((
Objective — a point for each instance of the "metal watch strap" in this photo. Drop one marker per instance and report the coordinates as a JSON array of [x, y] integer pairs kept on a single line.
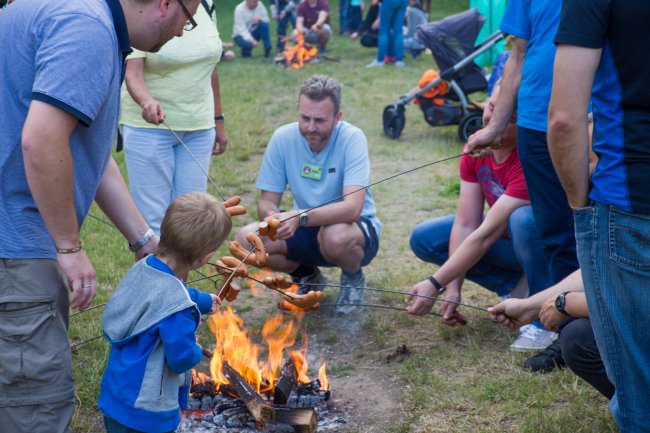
[[439, 287], [146, 237]]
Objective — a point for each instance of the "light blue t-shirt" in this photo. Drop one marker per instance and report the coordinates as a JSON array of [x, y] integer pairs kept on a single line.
[[67, 54], [343, 162], [537, 22]]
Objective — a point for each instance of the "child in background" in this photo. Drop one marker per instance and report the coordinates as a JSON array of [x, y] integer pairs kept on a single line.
[[151, 320]]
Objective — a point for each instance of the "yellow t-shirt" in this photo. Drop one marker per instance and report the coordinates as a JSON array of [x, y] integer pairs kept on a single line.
[[179, 77]]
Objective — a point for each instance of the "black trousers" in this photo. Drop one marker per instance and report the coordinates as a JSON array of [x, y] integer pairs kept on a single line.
[[581, 355]]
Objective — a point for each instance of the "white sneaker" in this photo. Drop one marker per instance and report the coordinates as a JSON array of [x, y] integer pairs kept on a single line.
[[532, 338]]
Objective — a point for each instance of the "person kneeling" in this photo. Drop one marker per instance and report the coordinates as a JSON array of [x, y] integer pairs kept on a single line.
[[500, 251]]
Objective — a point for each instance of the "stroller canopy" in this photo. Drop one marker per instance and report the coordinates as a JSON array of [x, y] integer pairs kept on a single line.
[[452, 39]]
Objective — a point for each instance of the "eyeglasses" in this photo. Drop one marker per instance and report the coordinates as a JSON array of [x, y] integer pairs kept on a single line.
[[190, 24]]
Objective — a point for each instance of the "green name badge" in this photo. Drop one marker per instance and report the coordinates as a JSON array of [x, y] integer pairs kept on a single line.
[[312, 171]]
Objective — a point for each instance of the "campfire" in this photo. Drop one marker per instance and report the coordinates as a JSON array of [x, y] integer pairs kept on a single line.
[[295, 56], [270, 392]]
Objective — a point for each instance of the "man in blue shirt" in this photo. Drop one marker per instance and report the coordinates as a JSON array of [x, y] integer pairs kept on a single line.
[[602, 57], [320, 158], [526, 87], [62, 65]]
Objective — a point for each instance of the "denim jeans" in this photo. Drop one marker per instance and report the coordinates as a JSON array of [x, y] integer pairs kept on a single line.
[[551, 208], [260, 33], [391, 38], [160, 168], [501, 268], [614, 254]]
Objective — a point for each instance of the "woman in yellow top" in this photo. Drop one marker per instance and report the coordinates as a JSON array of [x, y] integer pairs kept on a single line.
[[180, 86]]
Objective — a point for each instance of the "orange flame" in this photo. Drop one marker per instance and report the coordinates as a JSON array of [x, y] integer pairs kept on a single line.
[[322, 377], [296, 56], [234, 346]]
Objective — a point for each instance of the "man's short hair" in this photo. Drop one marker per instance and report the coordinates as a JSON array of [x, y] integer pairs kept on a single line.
[[319, 87], [194, 224]]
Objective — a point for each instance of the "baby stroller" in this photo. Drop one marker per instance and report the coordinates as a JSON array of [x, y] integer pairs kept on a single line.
[[444, 100]]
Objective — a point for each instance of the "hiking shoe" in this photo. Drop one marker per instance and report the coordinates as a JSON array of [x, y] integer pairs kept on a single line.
[[532, 338], [547, 360], [351, 294], [374, 64], [310, 282]]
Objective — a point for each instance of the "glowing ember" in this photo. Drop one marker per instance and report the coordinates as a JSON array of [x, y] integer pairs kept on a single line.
[[296, 56]]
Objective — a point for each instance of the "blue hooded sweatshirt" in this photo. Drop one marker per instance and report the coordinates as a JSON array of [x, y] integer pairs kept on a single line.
[[150, 322]]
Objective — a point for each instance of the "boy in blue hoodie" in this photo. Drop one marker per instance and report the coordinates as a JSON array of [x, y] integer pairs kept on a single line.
[[151, 320]]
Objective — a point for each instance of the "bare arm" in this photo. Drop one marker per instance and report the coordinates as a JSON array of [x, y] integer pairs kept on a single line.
[[49, 172], [491, 135], [516, 312], [221, 139], [137, 87], [568, 136], [114, 199]]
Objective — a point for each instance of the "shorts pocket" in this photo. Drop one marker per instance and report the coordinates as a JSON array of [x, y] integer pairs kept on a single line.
[[31, 345]]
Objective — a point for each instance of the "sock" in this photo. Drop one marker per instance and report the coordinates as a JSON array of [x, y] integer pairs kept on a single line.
[[303, 271]]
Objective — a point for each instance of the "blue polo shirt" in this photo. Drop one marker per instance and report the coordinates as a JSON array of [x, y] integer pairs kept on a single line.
[[288, 160], [536, 21], [68, 54], [620, 95]]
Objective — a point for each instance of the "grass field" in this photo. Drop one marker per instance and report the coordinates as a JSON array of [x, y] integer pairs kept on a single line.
[[452, 380]]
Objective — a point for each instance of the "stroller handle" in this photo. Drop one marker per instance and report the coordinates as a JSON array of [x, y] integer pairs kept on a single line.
[[449, 73]]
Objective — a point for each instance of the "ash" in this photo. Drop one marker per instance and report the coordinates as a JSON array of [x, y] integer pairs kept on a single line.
[[224, 414]]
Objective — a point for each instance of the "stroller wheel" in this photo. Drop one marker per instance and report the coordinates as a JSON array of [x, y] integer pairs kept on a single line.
[[469, 124], [394, 120]]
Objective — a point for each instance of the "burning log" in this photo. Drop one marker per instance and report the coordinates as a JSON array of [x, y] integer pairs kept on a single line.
[[303, 420], [260, 409], [285, 384]]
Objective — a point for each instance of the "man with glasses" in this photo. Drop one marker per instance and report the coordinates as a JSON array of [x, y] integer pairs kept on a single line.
[[62, 66]]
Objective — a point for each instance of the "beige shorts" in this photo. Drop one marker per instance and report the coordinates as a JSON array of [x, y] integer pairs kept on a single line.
[[35, 357]]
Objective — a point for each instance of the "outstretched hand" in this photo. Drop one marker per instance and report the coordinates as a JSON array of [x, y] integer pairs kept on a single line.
[[81, 278]]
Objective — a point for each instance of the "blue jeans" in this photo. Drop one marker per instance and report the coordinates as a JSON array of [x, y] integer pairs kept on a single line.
[[160, 168], [260, 33], [391, 20], [550, 206], [614, 254], [501, 268]]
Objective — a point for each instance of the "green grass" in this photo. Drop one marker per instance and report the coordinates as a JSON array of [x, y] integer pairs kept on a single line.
[[454, 380]]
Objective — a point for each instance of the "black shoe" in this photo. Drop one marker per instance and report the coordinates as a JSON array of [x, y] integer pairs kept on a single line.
[[547, 360]]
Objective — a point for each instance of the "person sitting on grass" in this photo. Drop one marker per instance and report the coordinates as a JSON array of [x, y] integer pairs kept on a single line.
[[499, 250], [151, 320], [562, 308], [320, 158], [251, 26], [313, 21]]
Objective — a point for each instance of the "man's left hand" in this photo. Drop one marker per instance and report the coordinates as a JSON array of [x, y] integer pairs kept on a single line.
[[148, 248], [550, 316]]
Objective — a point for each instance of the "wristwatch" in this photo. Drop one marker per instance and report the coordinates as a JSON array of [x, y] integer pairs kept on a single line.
[[560, 303], [303, 219]]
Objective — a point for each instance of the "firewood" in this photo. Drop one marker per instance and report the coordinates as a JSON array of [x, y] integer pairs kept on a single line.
[[303, 420], [261, 410], [285, 384]]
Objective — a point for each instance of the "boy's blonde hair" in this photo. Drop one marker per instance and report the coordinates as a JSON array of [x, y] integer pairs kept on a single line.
[[194, 224]]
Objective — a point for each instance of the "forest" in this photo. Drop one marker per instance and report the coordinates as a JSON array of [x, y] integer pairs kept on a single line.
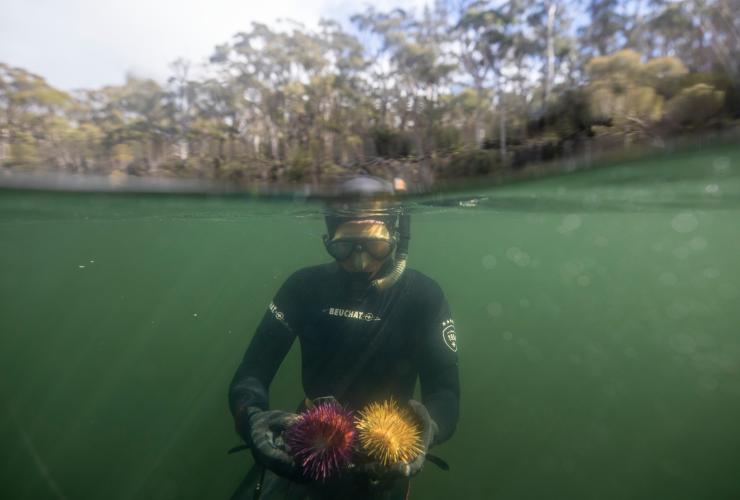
[[461, 88]]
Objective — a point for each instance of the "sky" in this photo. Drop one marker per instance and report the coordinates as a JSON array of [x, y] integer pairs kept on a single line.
[[91, 43]]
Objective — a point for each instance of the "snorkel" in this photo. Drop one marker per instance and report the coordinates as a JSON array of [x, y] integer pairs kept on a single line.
[[370, 199], [400, 258]]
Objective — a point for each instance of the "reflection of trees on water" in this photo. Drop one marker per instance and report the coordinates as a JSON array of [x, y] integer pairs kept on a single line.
[[471, 88]]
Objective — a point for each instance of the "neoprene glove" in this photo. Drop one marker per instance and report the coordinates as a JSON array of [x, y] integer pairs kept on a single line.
[[266, 438]]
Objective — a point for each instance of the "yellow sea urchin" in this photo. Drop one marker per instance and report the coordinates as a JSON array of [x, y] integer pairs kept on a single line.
[[387, 433]]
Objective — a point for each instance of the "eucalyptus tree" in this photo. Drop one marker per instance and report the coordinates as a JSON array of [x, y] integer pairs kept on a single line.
[[491, 25]]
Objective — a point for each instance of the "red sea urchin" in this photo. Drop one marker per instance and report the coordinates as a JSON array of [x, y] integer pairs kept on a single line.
[[322, 440]]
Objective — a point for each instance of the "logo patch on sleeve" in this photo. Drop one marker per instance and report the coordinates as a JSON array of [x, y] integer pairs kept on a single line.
[[448, 334], [276, 312]]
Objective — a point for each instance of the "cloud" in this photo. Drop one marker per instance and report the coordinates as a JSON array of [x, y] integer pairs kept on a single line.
[[89, 43]]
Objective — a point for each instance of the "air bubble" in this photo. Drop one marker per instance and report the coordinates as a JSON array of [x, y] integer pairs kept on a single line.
[[685, 222], [494, 309], [489, 261]]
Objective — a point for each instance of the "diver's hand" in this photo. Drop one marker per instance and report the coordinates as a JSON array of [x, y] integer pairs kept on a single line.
[[268, 448]]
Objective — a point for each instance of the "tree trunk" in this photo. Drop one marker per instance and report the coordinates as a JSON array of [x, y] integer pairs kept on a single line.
[[550, 56], [502, 119]]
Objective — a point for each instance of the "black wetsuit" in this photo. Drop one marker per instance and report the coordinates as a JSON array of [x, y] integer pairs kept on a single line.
[[357, 344]]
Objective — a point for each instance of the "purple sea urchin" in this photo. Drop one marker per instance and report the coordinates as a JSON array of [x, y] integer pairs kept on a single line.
[[388, 434], [322, 440]]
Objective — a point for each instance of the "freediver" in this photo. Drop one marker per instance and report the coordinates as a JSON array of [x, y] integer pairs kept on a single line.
[[368, 327]]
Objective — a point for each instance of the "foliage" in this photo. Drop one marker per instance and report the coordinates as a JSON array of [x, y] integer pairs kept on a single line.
[[470, 87]]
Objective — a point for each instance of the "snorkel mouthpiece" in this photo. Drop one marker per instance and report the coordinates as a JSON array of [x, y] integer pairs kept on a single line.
[[368, 199]]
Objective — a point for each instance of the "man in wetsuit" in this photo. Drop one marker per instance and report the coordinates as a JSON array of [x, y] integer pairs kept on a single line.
[[368, 328]]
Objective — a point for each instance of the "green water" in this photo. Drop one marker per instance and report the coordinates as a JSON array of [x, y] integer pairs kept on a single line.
[[598, 323]]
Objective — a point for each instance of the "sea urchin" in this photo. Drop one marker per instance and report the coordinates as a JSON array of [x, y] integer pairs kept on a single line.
[[387, 433], [322, 440]]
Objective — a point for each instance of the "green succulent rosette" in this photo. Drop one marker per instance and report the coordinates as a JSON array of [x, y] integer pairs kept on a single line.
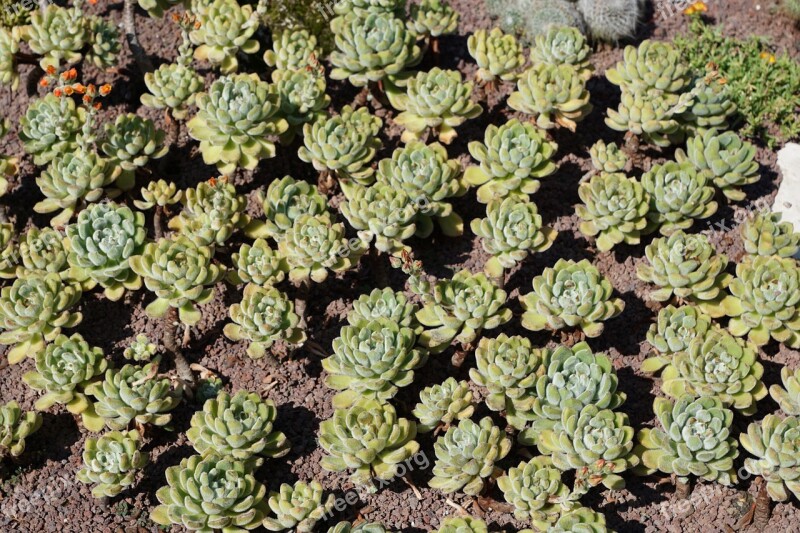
))
● Exercise instructions: Could you reproduce the records from the start through the line containing "[[67, 54], [343, 162], [537, 22]]", replacing "Objective" with "Goal" and leaving everything else unchanged, without including the pictures?

● Answer:
Goal — a point for each instance of the "metal watch strap" in this photo. Drop one marker per instance and report the coordinates as a JSON array of [x, y] integer pairs kept on a single line.
[[439, 287], [146, 237]]
Goal — a point for each instance of the "light blue t-shirt" in this photo. Drop one marker per instance and report the coordinates as a JSON array of [x, y] integer pairs kept on a single line.
[[67, 54], [343, 162], [537, 22]]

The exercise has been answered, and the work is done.